>> START RECORDS PROVIDED

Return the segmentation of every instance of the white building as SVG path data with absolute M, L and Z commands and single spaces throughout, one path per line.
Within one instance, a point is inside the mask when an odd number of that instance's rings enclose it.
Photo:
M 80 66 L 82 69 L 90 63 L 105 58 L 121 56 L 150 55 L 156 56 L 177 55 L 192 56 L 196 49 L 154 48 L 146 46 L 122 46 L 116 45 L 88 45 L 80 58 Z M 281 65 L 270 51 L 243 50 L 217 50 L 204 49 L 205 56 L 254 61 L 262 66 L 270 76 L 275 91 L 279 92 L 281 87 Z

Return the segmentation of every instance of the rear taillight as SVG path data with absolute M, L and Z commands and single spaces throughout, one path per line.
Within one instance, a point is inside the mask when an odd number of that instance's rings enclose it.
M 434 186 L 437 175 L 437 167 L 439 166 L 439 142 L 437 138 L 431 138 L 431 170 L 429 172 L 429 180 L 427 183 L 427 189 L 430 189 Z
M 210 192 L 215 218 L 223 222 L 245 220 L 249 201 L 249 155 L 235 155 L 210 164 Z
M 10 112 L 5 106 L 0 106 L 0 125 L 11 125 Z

>> END RECORDS PROVIDED

PROBLEM DESCRIPTION: Put every line of the entries above into a Markdown table, skipping blank lines, with a row number in the "Row" column and the line in the "Text" column.

ANSWER TO THE EXERCISE:
| Row | Text |
|---|---|
| 1 | Return the segmentation of every instance of the white building as SVG path data with absolute M, L and Z commands and single spaces throughout, one path per line. |
| 2 | Within one instance, a point is inside the mask when an odd number of that instance's rings enclose it. |
| 3 | Photo: |
| 4 | M 80 66 L 82 69 L 90 63 L 105 58 L 121 56 L 150 55 L 156 56 L 177 55 L 192 56 L 196 49 L 154 48 L 146 46 L 122 46 L 116 45 L 88 45 L 80 58 Z M 281 65 L 270 51 L 243 50 L 217 50 L 204 49 L 205 56 L 254 61 L 262 66 L 270 76 L 275 91 L 279 92 L 281 87 Z |
| 5 | Return the segmentation of every instance of the rear taillight as SVG path data with absolute M, L and Z commands and single spaces throughout, one path per line. |
| 6 | Within one instance, a point is inside the mask when an odd number of that instance's rings enclose it. |
| 7 | M 434 186 L 437 175 L 437 167 L 439 166 L 439 142 L 437 138 L 431 138 L 431 170 L 429 172 L 429 180 L 427 183 L 427 189 L 430 189 Z |
| 8 | M 210 192 L 215 218 L 223 222 L 245 220 L 249 201 L 249 155 L 235 155 L 210 164 Z |
| 9 | M 10 112 L 5 106 L 0 106 L 0 125 L 11 125 Z |